* **Extracted text**
************
Toothless Neanderthal Got Help From Friends
Sept. 11, 2001 -- It was the worst known toothache of prehistoric times.
New evidence suggests an early Neanderthal living about 175,000 years ago in France had a mouthful of infection. Hollow pockets in its fossilized lower jaw show where severe abscesses ate into the bone. And exposed, worn tips of tooth roots suggest the individual had gummed food, despite feeling what must have been excruciating pain.
"It makes my jaw hurt just to look at it," said Erik Trinkaus, an anthropologist at Washington University in St. Louis and co-author of a new study on the specimen in today's issue of Proceedings of the National Academy of Sciences.
The jaw fragment shows the individual had been missing teeth for some time before death in his or her late 40s. And this suggests that pre-Neanderthals may have been a somewhat caring bunch.
"It's likely this person had the help of others," Trinkaus said. "Other people could have chewed the food for this person, they could have cut it up into pieces that the individual could swallow, or they may have offered soft bits of a kill like brain tissue or the pancreas."
Meat-Eaters Lived In Harsh Conditions
Evidence has suggested that Neanderthals and their earlier predecessors, the pre-Neanderthals survived mainly on a diet of meat. Meat, Trinkaus points out, would have been very hard to chew with a mouth wracked with infection. And the extent of the infection, alone, was likely debilitating to the entire body of the person.
Neanderthals, believed to be a cousin species of early man, lived in Europe and the Middle East from about 130,000 to 28,000 years ago before mysteriously disappearing from the fossil record. Fossils of early Neanderthals, or pre-Neanderthals date back as far as 300,000 years ago. The jawbone fossil with apparent severe tooth rot was recovered from a settlement of pre-Neanderthals in a limestone rock shelter known as the Bau de l'Aubesier in the Gorges de la Nesque in Vaucluse, France.
Other fossils have suggested that more recent communities of the muscular, big-browed people may have cared for ailing members of their clans. But this is the earliest evidence yet to point to that kind of behavior.
************
* **Available data**
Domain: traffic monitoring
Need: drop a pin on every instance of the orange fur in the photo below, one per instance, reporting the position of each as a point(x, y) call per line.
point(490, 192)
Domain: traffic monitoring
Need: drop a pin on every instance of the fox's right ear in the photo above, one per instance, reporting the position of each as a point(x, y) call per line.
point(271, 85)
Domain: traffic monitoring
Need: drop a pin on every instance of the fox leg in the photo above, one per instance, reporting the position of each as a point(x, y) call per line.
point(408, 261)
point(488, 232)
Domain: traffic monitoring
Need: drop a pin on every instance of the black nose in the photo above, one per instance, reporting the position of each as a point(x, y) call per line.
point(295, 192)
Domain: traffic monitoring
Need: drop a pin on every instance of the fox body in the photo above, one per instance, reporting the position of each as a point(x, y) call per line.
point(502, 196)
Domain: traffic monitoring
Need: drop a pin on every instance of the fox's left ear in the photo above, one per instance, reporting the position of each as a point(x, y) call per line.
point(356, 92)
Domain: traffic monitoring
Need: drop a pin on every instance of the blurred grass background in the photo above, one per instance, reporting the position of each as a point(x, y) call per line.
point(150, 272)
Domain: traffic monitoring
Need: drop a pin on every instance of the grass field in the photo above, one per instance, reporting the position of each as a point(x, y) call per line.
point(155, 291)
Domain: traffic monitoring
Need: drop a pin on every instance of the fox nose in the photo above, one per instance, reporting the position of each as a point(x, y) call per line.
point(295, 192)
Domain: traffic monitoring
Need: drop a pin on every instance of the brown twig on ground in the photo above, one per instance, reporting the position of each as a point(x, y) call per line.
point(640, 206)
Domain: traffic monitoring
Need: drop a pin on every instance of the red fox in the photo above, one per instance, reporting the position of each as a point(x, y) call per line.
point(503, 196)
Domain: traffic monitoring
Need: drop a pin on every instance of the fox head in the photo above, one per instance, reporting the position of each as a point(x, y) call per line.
************
* **Work to complete**
Write the next few paragraphs of the article on the toothless Neanderthal jaw found in France, starting after its final sentence.

* **Answer to the problem**
For a species that likely spent all or most of their time scouring for food and simply surviving the harsh conditions of the Ice Age, any indication of brotherly love is striking.
"We know in apes and monkeys that once they can no longer chew their food, they die," said Trinkaus.
But others aren't as convinced that having a severe tooth problem necessarily prevented the pre-Neanderthal from surviving by his or her own means.
Toothless, But Independent?
"Neanderthals had a very sophisticated stone tool kit," said Curtis Mearean, an anthropologist at Arizona State University. "This person could have easily taken flesh and pounded it into a mush with stone tools."
Other archaeological finds have offered more clear-cut evidence of communal caring. One set of Neanderthal bones found at Iraq's Shanidar cave showed an individual was likely blind and had suffered a crippling injury to the left side. Still with the probable help of others, the person had lived long after the injury.
In another site, the fossilized bones revealed a young Neanderthal had a deformed neck but had survived many years, as did a middle-aged Neanderthal with inner ear balance problems, says Trinkaus.
But all of those previous examples have been from more recent fossils of about 50,000 years ago. The pre-Neanderthal with the severe toothache lived 175,000 to 200,000 years ago.
While the pre-Neanderthal may have received some help during life, in death he or she was likely abandoned to rot.
"These people did not bury their dead," said Trinkaus. "The body was probably left on the surface and then eaten by scavengers."